══ Extract provided

Same posture as PHON-86 (TalkBank consortium derived statistics). |
D1 word_properties (48 cols, all unsurfaced). Aggregated into all 4 freq_age_* headlines (surfaced filterable). |
🟢 Done 2026-05-03 (commit 6b1cf2b — data shipped; PHON-88 — pipeline integration). PHON-87 headline finding: input wpm at 24-36mo Spearman vs −Glasgow AoA = +0.751, the strongest in-vocabulary AoA proxy in PhonoLex. |
| PHON-88 (this ticket) — pipeline + D1 + NOTICE integration of the above three |
n/a (integration work) |
All-of-above. New surfaced flag on PropertyDef gates 93 raw band cols out of /api/property-metadata while keeping them in D1 / /api/words/:word round-trip. NOTICE block names all 54 TalkBank corpora with DOIs (52 with DOI; 2 with no DOI in TalkBank manifest as of 2026-05-03). |
🟢 Done 2026-05-03. |
GREEN — verified clean (no action)

════

§ **Problems to solve**
- A) In the PhonoLex ticket excerpt, how many raw band columns does the new surfaced flag on PropertyDef keep out of /api/property-metadata?
- B) Retype the passage of the PhonoLex ticket excerpt that begins at the words "Same posture as" and stops after "clean (no action)".
The data below is separate material, not part of the PhonoLex ticket excerpt.

══ Source data

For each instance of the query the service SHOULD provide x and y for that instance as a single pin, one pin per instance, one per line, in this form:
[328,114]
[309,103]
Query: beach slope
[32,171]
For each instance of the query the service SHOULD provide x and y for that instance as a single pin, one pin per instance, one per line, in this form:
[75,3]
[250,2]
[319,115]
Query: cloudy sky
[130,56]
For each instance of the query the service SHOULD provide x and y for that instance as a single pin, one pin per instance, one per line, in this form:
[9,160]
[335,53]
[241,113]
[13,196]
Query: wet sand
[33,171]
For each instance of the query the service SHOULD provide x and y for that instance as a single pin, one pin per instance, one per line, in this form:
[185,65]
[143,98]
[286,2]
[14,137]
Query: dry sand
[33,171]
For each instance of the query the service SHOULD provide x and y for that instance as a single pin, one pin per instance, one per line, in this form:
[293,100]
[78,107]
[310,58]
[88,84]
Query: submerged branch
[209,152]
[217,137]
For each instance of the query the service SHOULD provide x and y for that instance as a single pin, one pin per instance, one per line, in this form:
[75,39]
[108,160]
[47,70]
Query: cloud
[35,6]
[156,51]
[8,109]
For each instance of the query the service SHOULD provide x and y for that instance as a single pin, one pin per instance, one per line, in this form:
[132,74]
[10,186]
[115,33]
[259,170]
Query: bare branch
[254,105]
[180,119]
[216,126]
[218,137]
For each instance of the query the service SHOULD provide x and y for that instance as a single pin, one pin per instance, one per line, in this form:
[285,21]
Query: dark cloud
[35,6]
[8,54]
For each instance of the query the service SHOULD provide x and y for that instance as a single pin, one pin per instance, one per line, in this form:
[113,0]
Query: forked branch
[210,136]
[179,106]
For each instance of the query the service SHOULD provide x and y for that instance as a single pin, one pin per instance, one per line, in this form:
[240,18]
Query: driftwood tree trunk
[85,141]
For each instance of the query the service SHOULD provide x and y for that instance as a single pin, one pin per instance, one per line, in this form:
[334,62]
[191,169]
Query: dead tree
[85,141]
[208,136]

════

§ **Replies**
- A) 93

- B)
Same posture as PHON-86 (TalkBank consortium derived statistics). |
D1 word_properties (48 cols, all unsurfaced). Aggregated into all 4 freq_age_* headlines (surfaced filterable). |
🟢 Done 2026-05-03 (commit 6b1cf2b — data shipped; PHON-88 — pipeline integration). PHON-87 headline finding: input wpm at 24-36mo Spearman vs −Glasgow AoA = +0.751, the strongest in-vocabulary AoA proxy in PhonoLex. |
| PHON-88 (this ticket) — pipeline + D1 + NOTICE integration of the above three |
n/a (integration work) |
All-of-above. New surfaced flag on PropertyDef gates 93 raw band cols out of /api/property-metadata while keeping them in D1 / /api/words/:word round-trip. NOTICE block names all 54 TalkBank corpora with DOIs (52 with DOI; 2 with no DOI in TalkBank manifest as of 2026-05-03). |
🟢 Done 2026-05-03. |
GREEN — verified clean (no action)